Required work: According to the December 2003 editorial, which hospital will probably close under the Bristol Health Services Plan?

Excerpted text:
--------------------------------

Editorial December 2003
Welcome to the Christmas Edition of the Med Chi website. We continue to highlight matters of importance for the Bristol Health Care Community and beyond. Again, we discuss good things and not such good things.
The demise of the Bristol Community Health Council
The Bristol Community Health Council has done an enormous amount of work over the last years. Details of some of their publications are given in this edition of the website. The Council is about to disappear. Whether or not there will be an official thank you is doubtful.. We would like to express thanks for their efforts on the behalf of patients in Bristol.
The new arrangements for public involvement in the NHS of the future are described in this issue of the newsletter. So far the arrangements are almost totally untried. They are certainly ambitious but will they work? It seems that the Bristol City Council will now have a major overseeing view. It also seems that the new arrangements may well be cumbersome. They seem likely to slow down major decisions. This is not necessarily a bad thing. The local trusts are already feeling the cold wind of change witness the vigorous public objections to the partial closure of Keynsham Hospital and the reduction in the number of beds at Blackberry Hill Hospital.
One of the most worrying characteristics of the Bristol Health Care scene is that at present there seems to be no one who can take an overview of the whole of the Bristol area. This task cannot be left to Hugh Ross alone. The Strategic Health Authority seems too remote an organisation to do this. It might have been hoped that some form of patient-centered organisation might, at any rate partly, fill the gap but this seems unlikely to occur unless the Bristol City Council becomes, unexpectedly, incisive. What does seem to be clear is that the public voice in planning is unlikely to be well coordinated for the next 2-3 years because the relevant organisations have only just been set-up. This is particularly unfortunate bearing in mind the melting pot to which Bristol health care planning has been plunged.
MRSA
We report the findings of a recent survey of MRSA infection rates across the country including Bristol. As might be expected in an old building that is difficult to keep clean the BRI does not do well. The question arises as to whether or not it will ever be possible to reduce the rates to acceptable levels unless new, and more hygienic, buildings become available. However getting doctors and nurses to wash their hands between patients would help!
Bristol Health Services Plan
We are pleased to feature the latest version of the Bristol Health Services Plan. The essential features appear to be that some of the health centres are to be expanded and developed, that the Bristol General Hospital will probably close, there will probably be a South Bristol hospital, and there will be 2 acute hospitals in Bristol one of which will be the BRI and the other will be somewhere in North Bristol. So far the published thoughts of the planners regarding acute hospitals are vague and remarkably uninformative considering the fact that the matter has been discussed for several years.

--------------------------------

Data extract:
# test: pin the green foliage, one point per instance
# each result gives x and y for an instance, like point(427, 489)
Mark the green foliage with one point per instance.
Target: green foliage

--------------------------------

Answer space: The Bristol General Hospital